* Source extract *
The COVID-19 pandemic, which has killed more than 40,000 people around the world, is impacting the commercial real estate market in ways both large and small. Though it is hard to get a firm picture amid the uncertainty, property valuations are likely taking a hit.


Shares of real estate investment trusts have fallen 34% between February and March 16, which implies a 24% decline in real estate asset values, a March 16 analysis by Green Street Advisors found.


The indicated drop-off ranges from a 10% decrease in the value of office towers and data centers to 50% in senior housing properties. REITs are trading at roughly a 22% discount, to Green Street's "best guess" of the underlying value of their portfolios, a bearish signal on real estate pricing, according to the company.


"Private market real estate investors, who just weeks ago were racing to deploy billions upon billions of dollars of dry powder, are tapping the brakes," the Green Street report said. "A sharp drop in transactions will limit visibility on property prices. Nobody knows where real estate values will ultimately settle."


"Our cloudy crystal ball is aided by the wildly fluctuating signals from the listed REIT and corporate bond markets, which currently suggest a nearly 20% decline in property prices," the report continues.

But "suggest" is a key word, as few deals are trading and there is little insight into the real impact on valuations.

"The economy was fundamentally sound until this contagion shut down life as we know it," Charles Hewlett, director of strategic planning and litigation support at RCLCO Real Estate Advisors in Washington, D.C., told Bisnow. "When you are in the middle of the hurricane, it's almost impossible to determine the value of a real estate asset. ... Nobody knows what the trajectory of this virus is going to look like."

Retail is one of the sectors hurt worst by the pandemic, according to CBRE.  

Department store chain Macy's announced this week that it would furlough most of its 125,000 workers through May. Like other chains shedding staff, such as Neiman Marcus, Kohl's and Gap, Macy's has been forced to shutter its brick-and-mortar locations. These chains were struggling before the pandemic.

"The economic slowdown will negatively affect most retail, especially retailers and centers already struggling to compete with e-commerce," according to a March 27 CBRE report. "There is resilience and strength in grocery-anchored and pharmacy-anchored centers. The eventual removal of social-distancing requirements might cause a surge in pent-up demand."

CBRE expects office leasing to slow in the short term and for vacancies to rise, especially in regions dependent on oil and natural gas and travel and hospitality.

The firm forecasts hotel revenue to decline by an average of 37% for 2020, with properties in high tourist and convention business areas getting clobbered.


A bright spot is the industrial market, which is benefiting from the growth in e-commerce and industrial companies, lessening their dependence on overseas suppliers.

* Dataset *
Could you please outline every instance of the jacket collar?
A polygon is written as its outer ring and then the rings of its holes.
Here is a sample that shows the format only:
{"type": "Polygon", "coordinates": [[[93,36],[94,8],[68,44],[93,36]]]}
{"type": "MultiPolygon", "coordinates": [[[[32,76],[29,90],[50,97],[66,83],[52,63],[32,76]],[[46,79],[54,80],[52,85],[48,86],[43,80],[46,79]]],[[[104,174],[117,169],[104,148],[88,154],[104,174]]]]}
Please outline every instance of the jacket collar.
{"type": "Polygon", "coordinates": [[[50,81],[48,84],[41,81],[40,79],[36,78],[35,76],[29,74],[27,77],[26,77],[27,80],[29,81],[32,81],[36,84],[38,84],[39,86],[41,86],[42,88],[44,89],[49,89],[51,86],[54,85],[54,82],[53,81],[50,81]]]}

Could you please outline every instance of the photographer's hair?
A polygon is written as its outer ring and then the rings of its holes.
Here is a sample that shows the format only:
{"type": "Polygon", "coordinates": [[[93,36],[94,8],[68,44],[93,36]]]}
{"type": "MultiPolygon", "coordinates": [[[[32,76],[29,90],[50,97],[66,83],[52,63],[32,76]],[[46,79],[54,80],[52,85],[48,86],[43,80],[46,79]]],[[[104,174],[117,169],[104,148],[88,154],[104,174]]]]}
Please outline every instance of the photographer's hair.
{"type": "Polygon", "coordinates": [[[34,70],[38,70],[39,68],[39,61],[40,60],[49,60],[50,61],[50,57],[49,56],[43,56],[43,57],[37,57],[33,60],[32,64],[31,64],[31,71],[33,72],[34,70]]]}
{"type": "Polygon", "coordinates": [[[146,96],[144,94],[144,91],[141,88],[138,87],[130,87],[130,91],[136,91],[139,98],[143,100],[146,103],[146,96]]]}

* What is expected *
Rewrite the stretch of the commercial real estate text from "The COVID-19 pandemic, which" through "to the company.", putting "office buildings" in place of "office towers".

* Exercise response *
The COVID-19 pandemic, which has killed more than 40,000 people around the world, is impacting the commercial real estate market in ways both large and small. Though it is hard to get a firm picture amid the uncertainty, property valuations are likely taking a hit.


Shares of real estate investment trusts have fallen 34% between February and March 16, which implies a 24% decline in real estate asset values, a March 16 analysis by Green Street Advisors found.


The indicated drop-off ranges from a 10% decrease in the value of office buildings and data centers to 50% in senior housing properties. REITs are trading at roughly a 22% discount, to Green Street's "best guess" of the underlying value of their portfolios, a bearish signal on real estate pricing, according to the company.